▶ [STATED GOAL]
Repeat the lines of the listing below, starting at the line that contains "Can you find the console" and ending at the final line of the listing. Leave the pictures out.

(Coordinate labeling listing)
_ _ _
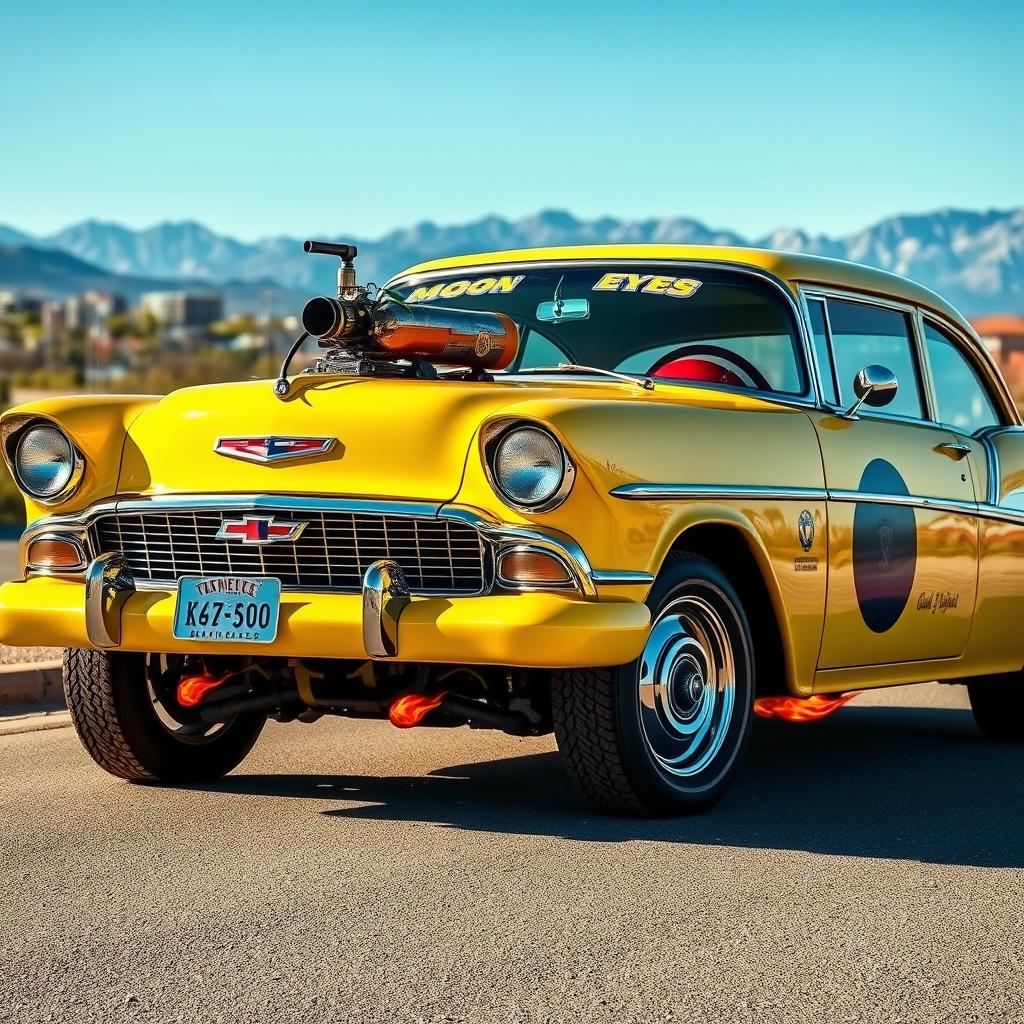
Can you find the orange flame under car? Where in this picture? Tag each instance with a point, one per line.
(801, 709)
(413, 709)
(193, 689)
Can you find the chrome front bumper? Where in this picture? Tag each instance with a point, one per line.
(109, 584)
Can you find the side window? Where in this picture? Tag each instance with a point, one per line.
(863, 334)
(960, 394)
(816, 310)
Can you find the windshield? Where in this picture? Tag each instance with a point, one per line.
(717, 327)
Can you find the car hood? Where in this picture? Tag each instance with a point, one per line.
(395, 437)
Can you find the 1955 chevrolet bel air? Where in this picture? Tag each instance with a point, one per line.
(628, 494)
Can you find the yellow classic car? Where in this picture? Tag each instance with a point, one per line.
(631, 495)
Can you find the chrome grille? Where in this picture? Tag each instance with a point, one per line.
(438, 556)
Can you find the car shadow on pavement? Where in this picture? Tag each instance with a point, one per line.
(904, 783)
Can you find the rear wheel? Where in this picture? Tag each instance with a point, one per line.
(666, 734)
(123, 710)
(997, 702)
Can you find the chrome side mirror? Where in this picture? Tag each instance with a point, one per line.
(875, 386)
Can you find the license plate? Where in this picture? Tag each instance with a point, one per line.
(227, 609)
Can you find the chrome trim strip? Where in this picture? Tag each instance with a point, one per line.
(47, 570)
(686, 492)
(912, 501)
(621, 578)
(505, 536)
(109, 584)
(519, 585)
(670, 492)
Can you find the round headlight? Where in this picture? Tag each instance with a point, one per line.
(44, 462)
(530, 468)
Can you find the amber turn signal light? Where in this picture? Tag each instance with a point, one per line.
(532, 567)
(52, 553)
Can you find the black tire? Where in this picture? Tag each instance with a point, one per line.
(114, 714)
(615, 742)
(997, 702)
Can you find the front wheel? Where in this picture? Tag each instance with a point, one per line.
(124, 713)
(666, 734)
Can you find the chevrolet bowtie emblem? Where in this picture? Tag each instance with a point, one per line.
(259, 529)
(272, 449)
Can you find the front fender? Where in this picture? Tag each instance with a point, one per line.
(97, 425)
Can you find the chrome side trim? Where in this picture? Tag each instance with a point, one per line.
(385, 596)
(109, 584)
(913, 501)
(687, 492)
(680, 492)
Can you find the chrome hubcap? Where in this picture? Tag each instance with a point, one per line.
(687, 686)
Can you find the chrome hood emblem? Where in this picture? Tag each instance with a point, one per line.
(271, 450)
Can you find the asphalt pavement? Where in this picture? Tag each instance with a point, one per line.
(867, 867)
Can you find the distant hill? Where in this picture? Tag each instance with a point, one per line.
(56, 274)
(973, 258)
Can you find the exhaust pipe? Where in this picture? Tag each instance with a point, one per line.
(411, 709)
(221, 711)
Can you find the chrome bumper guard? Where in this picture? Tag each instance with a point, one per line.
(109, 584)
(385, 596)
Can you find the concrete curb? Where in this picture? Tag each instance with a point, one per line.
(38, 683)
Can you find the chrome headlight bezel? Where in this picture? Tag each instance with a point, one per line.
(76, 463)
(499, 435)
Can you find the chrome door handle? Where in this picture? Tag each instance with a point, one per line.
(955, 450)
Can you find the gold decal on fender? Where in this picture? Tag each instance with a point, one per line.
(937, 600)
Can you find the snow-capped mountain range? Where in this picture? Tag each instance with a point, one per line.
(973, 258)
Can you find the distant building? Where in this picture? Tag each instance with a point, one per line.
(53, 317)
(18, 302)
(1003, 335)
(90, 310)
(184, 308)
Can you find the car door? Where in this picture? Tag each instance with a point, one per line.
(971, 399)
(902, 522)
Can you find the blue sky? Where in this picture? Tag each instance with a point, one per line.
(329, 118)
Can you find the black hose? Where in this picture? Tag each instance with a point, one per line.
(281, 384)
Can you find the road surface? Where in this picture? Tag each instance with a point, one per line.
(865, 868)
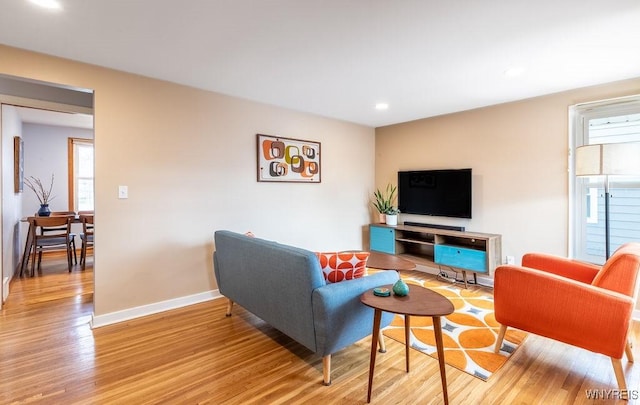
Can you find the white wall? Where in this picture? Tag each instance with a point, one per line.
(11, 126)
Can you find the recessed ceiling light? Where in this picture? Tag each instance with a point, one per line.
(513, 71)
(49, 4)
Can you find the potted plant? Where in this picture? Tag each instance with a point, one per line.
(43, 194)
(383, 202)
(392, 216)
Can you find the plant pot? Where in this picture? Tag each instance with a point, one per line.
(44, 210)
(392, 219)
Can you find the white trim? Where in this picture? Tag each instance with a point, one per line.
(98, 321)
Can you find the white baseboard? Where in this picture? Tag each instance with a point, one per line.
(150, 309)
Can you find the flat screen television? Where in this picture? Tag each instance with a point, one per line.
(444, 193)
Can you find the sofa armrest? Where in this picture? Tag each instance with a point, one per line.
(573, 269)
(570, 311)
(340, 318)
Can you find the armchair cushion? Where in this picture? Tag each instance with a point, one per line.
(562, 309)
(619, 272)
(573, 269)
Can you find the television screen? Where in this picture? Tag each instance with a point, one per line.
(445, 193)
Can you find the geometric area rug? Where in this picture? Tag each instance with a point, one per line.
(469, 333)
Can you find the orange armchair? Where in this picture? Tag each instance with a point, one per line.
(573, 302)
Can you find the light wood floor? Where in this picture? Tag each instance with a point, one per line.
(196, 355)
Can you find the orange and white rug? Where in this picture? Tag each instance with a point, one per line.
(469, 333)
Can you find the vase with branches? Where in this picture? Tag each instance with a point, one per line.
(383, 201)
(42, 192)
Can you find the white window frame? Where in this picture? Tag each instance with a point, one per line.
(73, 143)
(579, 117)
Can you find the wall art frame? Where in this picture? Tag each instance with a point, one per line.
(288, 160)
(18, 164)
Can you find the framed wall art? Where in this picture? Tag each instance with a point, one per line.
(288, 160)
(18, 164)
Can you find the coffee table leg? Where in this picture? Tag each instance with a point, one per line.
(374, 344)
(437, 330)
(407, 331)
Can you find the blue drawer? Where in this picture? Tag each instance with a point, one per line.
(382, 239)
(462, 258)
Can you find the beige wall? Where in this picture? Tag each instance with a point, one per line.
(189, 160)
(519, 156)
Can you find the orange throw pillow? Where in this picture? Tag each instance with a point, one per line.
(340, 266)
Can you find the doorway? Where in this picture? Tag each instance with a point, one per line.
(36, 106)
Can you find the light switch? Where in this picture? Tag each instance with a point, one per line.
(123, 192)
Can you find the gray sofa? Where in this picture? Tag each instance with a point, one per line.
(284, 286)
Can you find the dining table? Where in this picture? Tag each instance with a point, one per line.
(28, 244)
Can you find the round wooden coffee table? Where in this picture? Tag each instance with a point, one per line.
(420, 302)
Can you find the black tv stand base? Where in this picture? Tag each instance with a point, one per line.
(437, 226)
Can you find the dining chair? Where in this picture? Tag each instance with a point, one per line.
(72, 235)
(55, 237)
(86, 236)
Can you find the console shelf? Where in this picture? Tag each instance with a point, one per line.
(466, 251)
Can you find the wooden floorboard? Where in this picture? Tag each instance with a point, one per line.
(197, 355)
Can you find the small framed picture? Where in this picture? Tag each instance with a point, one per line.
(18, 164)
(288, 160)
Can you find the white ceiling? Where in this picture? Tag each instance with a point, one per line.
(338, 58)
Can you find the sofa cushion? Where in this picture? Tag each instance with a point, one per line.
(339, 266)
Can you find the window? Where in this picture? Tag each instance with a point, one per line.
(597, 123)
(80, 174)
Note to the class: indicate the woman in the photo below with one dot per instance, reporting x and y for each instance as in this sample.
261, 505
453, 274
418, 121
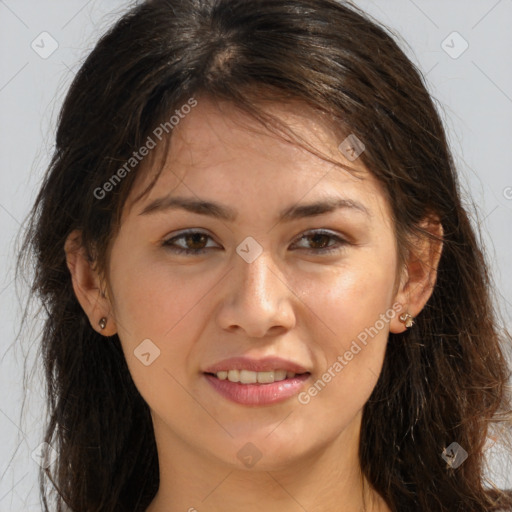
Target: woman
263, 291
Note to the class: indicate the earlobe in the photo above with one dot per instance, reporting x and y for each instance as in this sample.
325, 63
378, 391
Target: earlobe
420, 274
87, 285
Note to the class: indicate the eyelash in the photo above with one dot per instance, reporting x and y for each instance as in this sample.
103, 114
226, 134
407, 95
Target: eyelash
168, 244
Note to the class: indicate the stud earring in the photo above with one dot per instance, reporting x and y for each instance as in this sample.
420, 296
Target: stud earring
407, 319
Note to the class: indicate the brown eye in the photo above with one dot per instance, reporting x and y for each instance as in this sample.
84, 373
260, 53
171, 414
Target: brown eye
_ _ _
▶ [CORRECT RESULT]
Can you find the console shelf? Where in this picture? Tag each instance with a point, one per line.
(466, 251)
Can you find the wooden floorboard? Where in this picture? Tag each instance with a point, one per line.
(197, 355)
Can you find the small framed picture? Where in this picture? Tag each instance with a point, one per line.
(18, 164)
(288, 160)
Can you find the white ceiling? Where in this picture? Tag each instance with a point, one per line.
(338, 58)
Can you find the sofa cushion? Where in this picture? Tag each instance with a point, one per line.
(339, 266)
Can you find the window? Where in this picture? Tag each instance with a point, one per line.
(597, 123)
(80, 174)
Note to the class: indicate the woman in the photo below with one dot per instance, reporting x and y for each instance as in this sample.
261, 505
453, 274
418, 121
Target: woman
263, 291
Note to the class: indicate the earlobe in the photo above with one dot per instance, reporting x and y for each instance as in this sample.
325, 63
378, 391
Target: earlobe
420, 274
87, 285
Note to the class: indicate the eyelash in the photo above with one dot per instance, reporting x and y for each instance as in this sample.
103, 114
226, 134
407, 95
Target: eyelash
168, 244
Note to the class: indicate the stud earring in the photo above with one dot per instance, reporting x and y for each instance as in this sample.
420, 296
Target: stud earring
407, 319
Note to the class: indicate the brown eye in the photo above with one dot per instance, reporting x and y for each instance as in this sample.
84, 373
260, 53
171, 414
Target: brown eye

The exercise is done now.